Work item: The output must be the data, printed exactly as written.

[Stored items]
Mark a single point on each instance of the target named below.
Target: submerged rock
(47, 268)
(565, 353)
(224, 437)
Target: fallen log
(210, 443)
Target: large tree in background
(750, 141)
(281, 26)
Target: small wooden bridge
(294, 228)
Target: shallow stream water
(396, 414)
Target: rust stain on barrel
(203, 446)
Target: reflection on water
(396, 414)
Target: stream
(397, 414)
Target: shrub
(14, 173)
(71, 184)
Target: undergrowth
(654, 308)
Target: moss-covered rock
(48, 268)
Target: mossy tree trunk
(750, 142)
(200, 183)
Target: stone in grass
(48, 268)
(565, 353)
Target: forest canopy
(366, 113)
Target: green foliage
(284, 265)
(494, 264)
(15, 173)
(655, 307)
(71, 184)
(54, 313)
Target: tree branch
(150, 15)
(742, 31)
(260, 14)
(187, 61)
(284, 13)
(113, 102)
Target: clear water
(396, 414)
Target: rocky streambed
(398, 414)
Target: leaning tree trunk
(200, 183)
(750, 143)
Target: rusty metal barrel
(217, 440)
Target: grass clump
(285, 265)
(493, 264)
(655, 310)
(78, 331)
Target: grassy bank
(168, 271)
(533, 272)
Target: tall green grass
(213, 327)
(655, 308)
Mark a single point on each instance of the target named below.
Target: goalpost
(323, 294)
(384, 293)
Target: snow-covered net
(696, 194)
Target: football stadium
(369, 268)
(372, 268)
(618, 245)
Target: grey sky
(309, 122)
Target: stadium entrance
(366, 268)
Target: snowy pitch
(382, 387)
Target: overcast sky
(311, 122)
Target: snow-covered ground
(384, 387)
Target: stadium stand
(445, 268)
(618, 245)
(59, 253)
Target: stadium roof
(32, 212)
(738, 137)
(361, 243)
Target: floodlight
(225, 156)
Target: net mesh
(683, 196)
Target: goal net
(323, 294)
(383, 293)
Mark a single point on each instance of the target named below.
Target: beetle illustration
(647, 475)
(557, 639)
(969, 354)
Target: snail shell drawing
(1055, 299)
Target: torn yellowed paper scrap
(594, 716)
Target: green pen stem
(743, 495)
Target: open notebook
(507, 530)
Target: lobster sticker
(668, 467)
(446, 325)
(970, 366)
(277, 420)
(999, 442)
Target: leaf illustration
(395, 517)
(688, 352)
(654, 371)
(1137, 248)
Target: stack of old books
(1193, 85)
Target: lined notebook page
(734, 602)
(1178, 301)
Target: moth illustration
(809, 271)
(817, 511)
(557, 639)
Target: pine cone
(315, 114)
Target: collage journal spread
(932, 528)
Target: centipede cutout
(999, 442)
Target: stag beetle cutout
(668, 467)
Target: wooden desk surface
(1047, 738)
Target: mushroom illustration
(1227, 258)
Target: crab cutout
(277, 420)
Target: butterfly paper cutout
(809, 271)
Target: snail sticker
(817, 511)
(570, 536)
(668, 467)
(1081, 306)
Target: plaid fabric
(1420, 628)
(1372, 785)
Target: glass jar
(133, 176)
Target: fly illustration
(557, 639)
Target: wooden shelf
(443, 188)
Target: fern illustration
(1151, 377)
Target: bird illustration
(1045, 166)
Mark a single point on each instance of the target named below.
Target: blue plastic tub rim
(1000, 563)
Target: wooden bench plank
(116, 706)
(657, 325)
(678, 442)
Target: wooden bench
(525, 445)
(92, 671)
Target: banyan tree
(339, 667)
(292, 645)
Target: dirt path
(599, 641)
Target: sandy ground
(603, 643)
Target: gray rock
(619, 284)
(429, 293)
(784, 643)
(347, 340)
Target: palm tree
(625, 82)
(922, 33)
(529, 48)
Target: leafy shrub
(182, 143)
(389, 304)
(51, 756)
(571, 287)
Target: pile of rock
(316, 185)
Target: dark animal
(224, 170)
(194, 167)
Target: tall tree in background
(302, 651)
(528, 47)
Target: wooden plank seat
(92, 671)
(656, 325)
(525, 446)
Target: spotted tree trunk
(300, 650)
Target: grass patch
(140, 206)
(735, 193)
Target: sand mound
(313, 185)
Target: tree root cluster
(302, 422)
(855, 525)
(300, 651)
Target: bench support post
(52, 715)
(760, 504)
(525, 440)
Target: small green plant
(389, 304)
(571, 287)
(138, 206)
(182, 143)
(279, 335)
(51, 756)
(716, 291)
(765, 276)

Output below:
Mark a single point on each instance of the target named below.
Target: submerged rock
(47, 268)
(565, 353)
(224, 437)
Target: fallen log
(210, 443)
Target: large tree in background
(750, 141)
(281, 26)
Target: small wooden bridge
(294, 228)
Target: shallow stream water
(396, 414)
Target: rust stain on barrel
(203, 446)
Target: reflection on water
(396, 414)
Target: stream
(397, 414)
Target: shrub
(14, 173)
(71, 184)
Target: undergrowth
(654, 308)
Target: moss-covered rock
(48, 268)
Target: mossy tree trunk
(750, 142)
(200, 183)
Target: stone in grass
(48, 268)
(565, 353)
Target: forest canopy
(366, 113)
Target: green foliage
(284, 265)
(494, 264)
(15, 173)
(655, 307)
(71, 184)
(54, 313)
Target: tree branch
(150, 15)
(742, 31)
(260, 14)
(187, 61)
(284, 13)
(113, 102)
Target: clear water
(396, 414)
Target: rocky streambed
(398, 414)
Target: leaning tree trunk
(200, 183)
(750, 143)
Target: rusty metal barrel
(217, 440)
Target: grass clump
(285, 265)
(493, 264)
(655, 310)
(78, 331)
Target: grassy bank
(168, 271)
(533, 272)
Target: tall green grass
(213, 327)
(655, 308)
Mark a single point on each instance of the target named below.
Target: goalpost
(323, 294)
(384, 293)
Target: snow-covered net
(696, 194)
Target: football stadium
(369, 268)
(372, 268)
(618, 245)
Target: grey sky
(309, 122)
Target: stadium entrance
(366, 268)
Target: snowy pitch
(382, 387)
Target: overcast sky
(311, 122)
Target: snow-covered ground
(384, 387)
Target: stadium stand
(445, 268)
(618, 245)
(59, 253)
Target: stadium roof
(32, 212)
(738, 137)
(361, 243)
Target: floodlight
(225, 156)
Target: net mesh
(683, 196)
Target: goal net
(323, 294)
(383, 293)
Mark a single point on each instance of the target named below.
Target: beetle illustration
(647, 475)
(557, 639)
(969, 354)
Target: snail shell drawing
(1055, 299)
Target: torn yellowed paper scrap
(594, 716)
Target: green pen stem
(743, 495)
Target: open notebook
(507, 530)
Target: lobster sticker
(668, 467)
(446, 325)
(970, 366)
(277, 420)
(999, 442)
Target: leaf illustration
(395, 517)
(688, 352)
(654, 371)
(1137, 248)
Target: stack of old books
(1193, 85)
Target: lined notebook page
(734, 602)
(1178, 301)
Target: moth illustration
(809, 271)
(817, 511)
(557, 639)
Target: pine cone
(315, 114)
Target: collage journal spread
(932, 528)
Target: centipede cutout
(999, 442)
Target: stag beetle cutout
(668, 467)
Target: wooden desk surface
(1047, 738)
Target: mushroom illustration
(1227, 258)
Target: crab cutout
(277, 420)
Target: butterfly paper cutout
(809, 271)
Target: snail sticker
(817, 511)
(570, 536)
(668, 467)
(1081, 306)
Target: plaid fabric
(1420, 628)
(1372, 785)
Target: glass jar
(133, 176)
Target: fly illustration
(557, 639)
Target: wooden shelf
(443, 188)
Target: fern illustration
(1151, 377)
Target: bird illustration
(1045, 166)
Mark a single point on each instance of the target named below.
Target: blue plastic tub rim
(1000, 563)
Target: wooden bench plank
(116, 706)
(657, 325)
(678, 442)
Target: wooden bench
(525, 445)
(92, 671)
Target: banyan tree
(339, 667)
(292, 645)
Target: dirt path
(599, 641)
Target: sandy ground
(603, 643)
Target: gray rock
(619, 284)
(429, 293)
(784, 643)
(347, 340)
Target: palm tree
(625, 82)
(922, 33)
(529, 48)
Target: leafy shrub
(182, 143)
(389, 304)
(51, 756)
(571, 287)
Target: pile of rock
(316, 185)
Target: dark animal
(224, 170)
(194, 167)
Target: tall tree in background
(302, 651)
(528, 47)
Target: wooden plank seat
(92, 671)
(656, 325)
(525, 446)
Target: spotted tree trunk
(300, 650)
Target: grass patch
(140, 206)
(735, 193)
Target: sand mound
(313, 185)
Target: tree root cluster
(302, 422)
(855, 525)
(300, 651)
Target: bench support post
(52, 715)
(760, 504)
(525, 440)
Target: small green plant
(389, 304)
(571, 287)
(138, 206)
(182, 143)
(279, 335)
(51, 756)
(716, 291)
(765, 276)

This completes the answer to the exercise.